• PASSAGE TO READ:
▼
Europe, war and the imagination

June 29, 2016

It’s a century since the start of the Battle of the Somme this coming Friday, July 1. Before I start this post, honour to the memory of those who died!

I’ve been reflecting on human imagination, and more specifically mine, in the context of the Great War. Obviously many writers, from those who lived through the events and times and wrote in prose and verse – and who didn’t need to use their imaginations because they were there – to those who have written much more recently, and mainly novels, have been able to put words onto the page, which have shown readers over the years the nature and effect of the war, and the havoc it wreaked.

I have been so fascinated by what they wrote, that I taught First World War literature at school for a good number of years, and always with a focus on messages for us as readers today: what might we learn? how might we behave differently? And this fascination has led me, in recent years, to make a number of visits to various battlefields: relatively brief excursions in Flanders, but two lengthier explorations of the Somme, and visits to the Chemin des Dames and the Verdun battlefield, by way of seeing the war from a French perspective.
▲
• DATASET SECTION:
▼
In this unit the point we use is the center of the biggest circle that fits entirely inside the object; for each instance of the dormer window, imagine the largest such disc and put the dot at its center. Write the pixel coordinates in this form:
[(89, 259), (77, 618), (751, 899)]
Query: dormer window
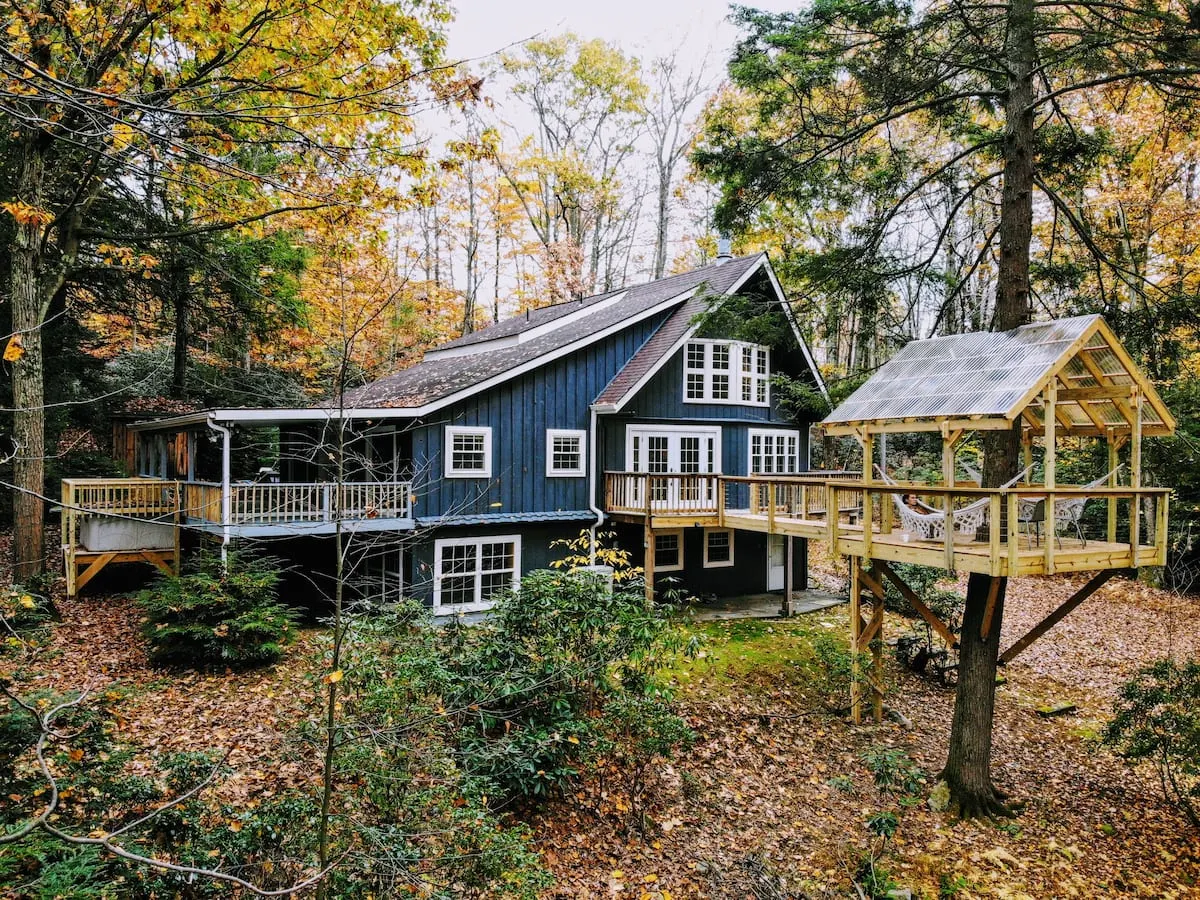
[(726, 372)]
▲
• THE REQUEST: Continue the post on the Great War and the imagination from its last sentence, which ends with the visits to the Chemin des Dames and the Verdun battlefield.

• TASK RESPONSE:
So I have walked some of the ground. I have seen some of the places where the carnage took place. I have mementos – some fragments of barbed wire from Mametz Wood and a machine-gun cartridge case from the outskirts of Peronne. I’ve walked French and German and British war cemeteries, seen the French memorial at Douaumont and the British one at Thiepval.

2016-04-19 10.41.03 verdun

And I’m still stunned. My imagination is defeated totally by the scale of it all. I’ve stood at the Lochnagar Crater and thought, God, you could get half my street in that! but can’t begin to conceive what it could have been like for a German in the front line when that mine went off. I’ve stood at Thiepval and oriented myself, and thought, how could anyone possibly survive walking that distance gradually uphill towards machine-gun fire? The scale of it all is just too much. And, although one can read about the number of deaths and casualties, it just isn’t possible fully to conceive or make sense of the enormity of it all.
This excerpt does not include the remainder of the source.